══ THE INPUT ══

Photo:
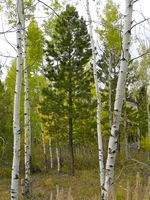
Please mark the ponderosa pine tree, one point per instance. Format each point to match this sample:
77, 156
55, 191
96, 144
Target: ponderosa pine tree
66, 54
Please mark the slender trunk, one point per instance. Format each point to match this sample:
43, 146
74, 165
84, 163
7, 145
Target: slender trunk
138, 131
110, 92
71, 136
50, 152
100, 144
125, 131
139, 136
58, 158
16, 115
148, 112
44, 146
27, 144
113, 140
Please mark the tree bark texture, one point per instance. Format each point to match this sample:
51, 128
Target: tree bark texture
27, 144
110, 89
100, 143
71, 136
113, 141
148, 109
58, 158
51, 153
16, 114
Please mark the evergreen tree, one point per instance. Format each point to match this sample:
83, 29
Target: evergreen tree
66, 55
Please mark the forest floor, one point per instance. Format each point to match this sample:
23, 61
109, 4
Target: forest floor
48, 185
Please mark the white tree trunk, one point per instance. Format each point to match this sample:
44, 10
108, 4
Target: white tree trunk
16, 115
113, 141
125, 130
50, 152
58, 158
100, 144
148, 109
109, 88
27, 141
44, 145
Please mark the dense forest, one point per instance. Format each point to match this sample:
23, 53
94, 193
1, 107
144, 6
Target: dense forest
75, 101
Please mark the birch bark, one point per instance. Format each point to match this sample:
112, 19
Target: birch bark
58, 158
100, 145
110, 93
27, 143
44, 146
113, 141
50, 152
16, 115
148, 110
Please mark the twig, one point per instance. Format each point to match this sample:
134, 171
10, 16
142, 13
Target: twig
139, 56
139, 162
48, 7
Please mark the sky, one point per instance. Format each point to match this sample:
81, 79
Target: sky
141, 9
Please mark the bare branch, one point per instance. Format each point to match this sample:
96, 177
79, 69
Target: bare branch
48, 7
139, 162
139, 56
140, 22
6, 56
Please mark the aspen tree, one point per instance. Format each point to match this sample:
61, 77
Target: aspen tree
16, 115
27, 144
113, 141
100, 144
50, 152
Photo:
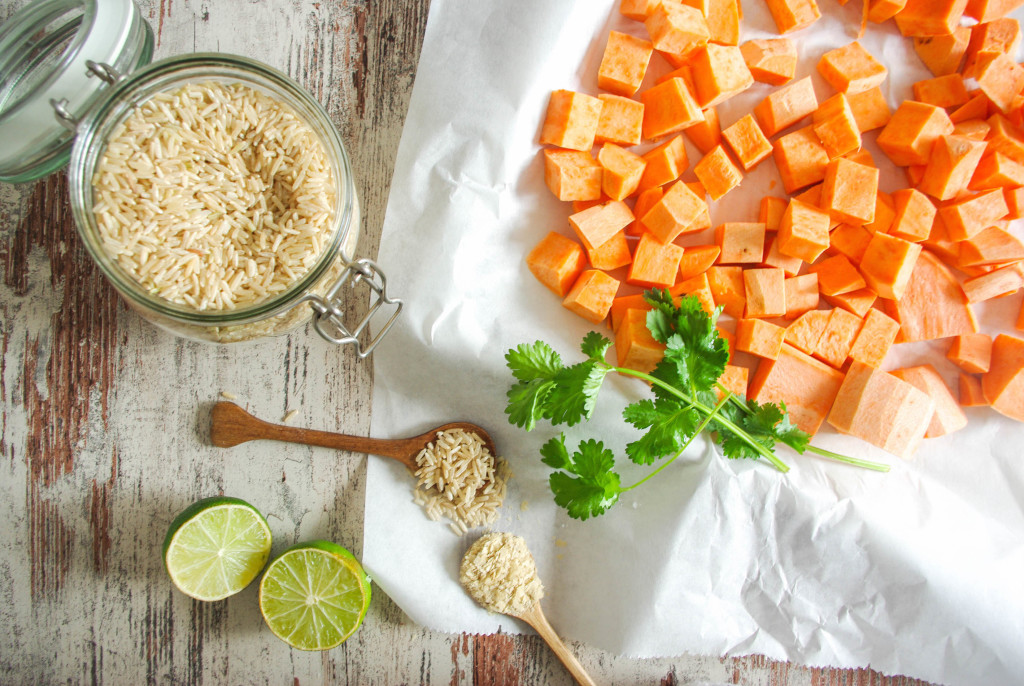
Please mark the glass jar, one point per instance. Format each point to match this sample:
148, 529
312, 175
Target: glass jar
75, 70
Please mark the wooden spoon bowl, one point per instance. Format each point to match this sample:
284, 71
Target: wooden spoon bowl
230, 425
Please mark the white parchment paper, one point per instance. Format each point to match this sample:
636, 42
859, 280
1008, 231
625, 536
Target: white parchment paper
919, 571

═══

**PROBLEM TO WORK ON**
Exact copies of all the entries, without any pictures, are what the answer must contain.

**COMPLETED TASK**
Photo:
Please mark the ponderosa pine tree, one point per instance. Format each point to match this sample:
77, 156
55, 191
96, 144
Target: ponderosa pine tree
66, 54
Please mark the slender trunk, one point per instance. Format each point to match this sample:
43, 146
74, 165
84, 163
7, 145
Target: slender trunk
138, 131
110, 92
71, 136
50, 152
100, 144
125, 131
139, 136
58, 158
16, 115
148, 112
44, 146
27, 144
113, 140
Please mark the tree bark texture, one point per instance. Format each point to match this sample:
51, 128
Target: tree bark texture
27, 144
110, 89
100, 143
71, 136
113, 141
148, 109
58, 158
51, 153
16, 114
Please mark the evergreen tree, one point per instance. Format each point to match this sample:
83, 29
Target: evergreen tree
66, 55
Please mark the forest floor, one point per instance. Format each point to match this sample:
23, 61
109, 4
Target: forest floor
48, 185
Please mark the white tree trunk, one point per instance. Format each point to match this sample:
44, 10
108, 4
Target: white tree trunk
16, 115
113, 141
125, 130
50, 152
58, 158
100, 144
148, 109
109, 88
27, 141
44, 145
Please mark the dense forest, one point per instance. Format each point to match this sample:
23, 53
94, 193
1, 107
144, 6
Target: dense forest
75, 101
Please mark the birch bark, one point per instance. Format each point to match this sample:
112, 19
Target: birch bark
58, 158
100, 145
110, 93
27, 143
44, 146
113, 141
50, 152
16, 115
148, 110
Please mark the twig, one point per instance. Format each point to match this sample:
134, 171
10, 16
142, 13
Target: twig
139, 56
139, 162
48, 7
Please mark the sky, one point per instance. Format each point to match this sample:
81, 79
Target: sky
141, 9
Please mark the bare branch, one point per instance. Format each point to match this sample:
96, 177
79, 69
Target: bare branch
48, 7
139, 162
139, 56
140, 22
6, 56
Please mark the aspen tree, one point per instance. Format each point to match this sample:
61, 77
Target: aspen tree
16, 115
27, 144
113, 141
100, 144
50, 152
Photo:
Please mark the glass jar, one point per instance. Format each point to match this sample:
148, 529
312, 175
Target: glass jar
75, 70
Please mark the wooden spoon bowl, one point per instance. Format each point to match this sample:
284, 71
Target: wooden spoon bowl
230, 425
Please mark the white parchment paper, one point per instance. Format each point to match this sample:
636, 42
859, 280
1008, 231
625, 536
Target: white parchment paper
919, 571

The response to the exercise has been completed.